== LISTED ENTRIES
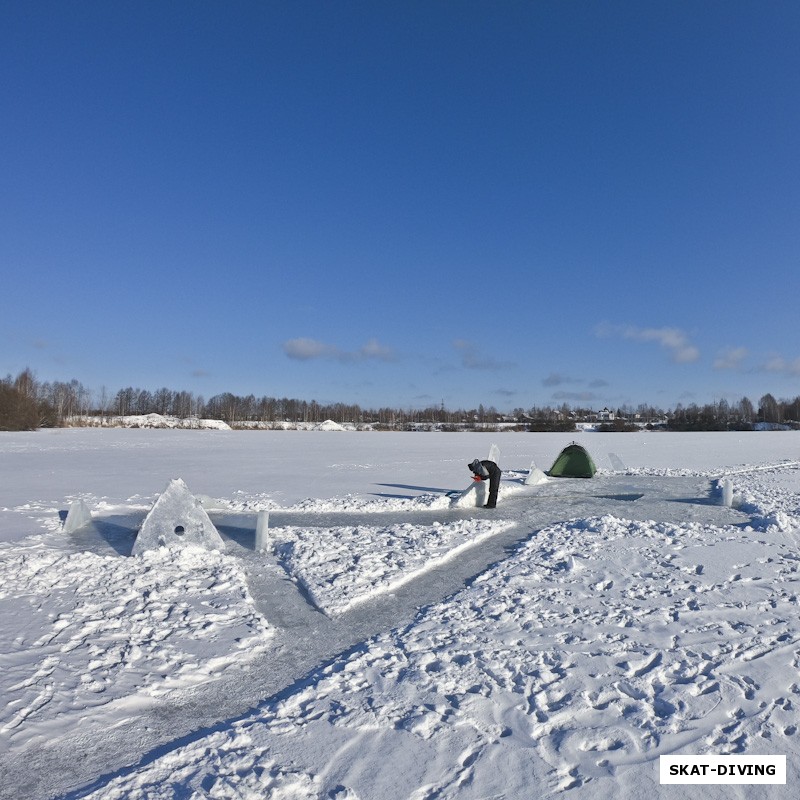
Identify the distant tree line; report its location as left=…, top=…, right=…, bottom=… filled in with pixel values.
====
== LISTED ENTRIES
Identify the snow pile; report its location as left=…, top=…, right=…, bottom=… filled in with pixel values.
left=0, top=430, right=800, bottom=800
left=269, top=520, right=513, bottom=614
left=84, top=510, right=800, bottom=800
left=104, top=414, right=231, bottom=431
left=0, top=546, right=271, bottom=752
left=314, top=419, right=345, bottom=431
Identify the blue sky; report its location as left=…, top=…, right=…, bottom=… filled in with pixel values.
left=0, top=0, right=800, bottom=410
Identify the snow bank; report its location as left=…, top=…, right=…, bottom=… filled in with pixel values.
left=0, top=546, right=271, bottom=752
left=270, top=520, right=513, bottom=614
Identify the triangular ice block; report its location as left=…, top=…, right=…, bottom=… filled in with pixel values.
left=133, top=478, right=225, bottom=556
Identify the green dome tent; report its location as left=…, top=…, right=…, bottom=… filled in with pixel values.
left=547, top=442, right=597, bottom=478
====
▶ _WHAT IS REQUIRED_: Convert the stretch of records from the line containing "Identify the snow pile;" through the line containing "left=270, top=520, right=513, bottom=614" into a Markdown table with the columns No. and Text. Give one numbered row per line and leave out any blank lines.

▶ _WRITTEN ANSWER_:
| No. | Text |
|---|---|
| 1 | Identify the snow pile; report its location as left=…, top=…, right=…, bottom=… filled in with pixel values. |
| 2 | left=0, top=430, right=800, bottom=800 |
| 3 | left=269, top=520, right=513, bottom=614 |
| 4 | left=84, top=510, right=800, bottom=800 |
| 5 | left=104, top=414, right=231, bottom=431 |
| 6 | left=0, top=546, right=271, bottom=752 |
| 7 | left=314, top=419, right=345, bottom=431 |
| 8 | Identify the blue sky; report its location as left=…, top=…, right=…, bottom=… filled in with pixel values. |
| 9 | left=0, top=0, right=800, bottom=410 |
| 10 | Identify the snow bank; report its location as left=…, top=…, right=…, bottom=… filled in with pixel values. |
| 11 | left=0, top=546, right=271, bottom=752 |
| 12 | left=270, top=520, right=513, bottom=614 |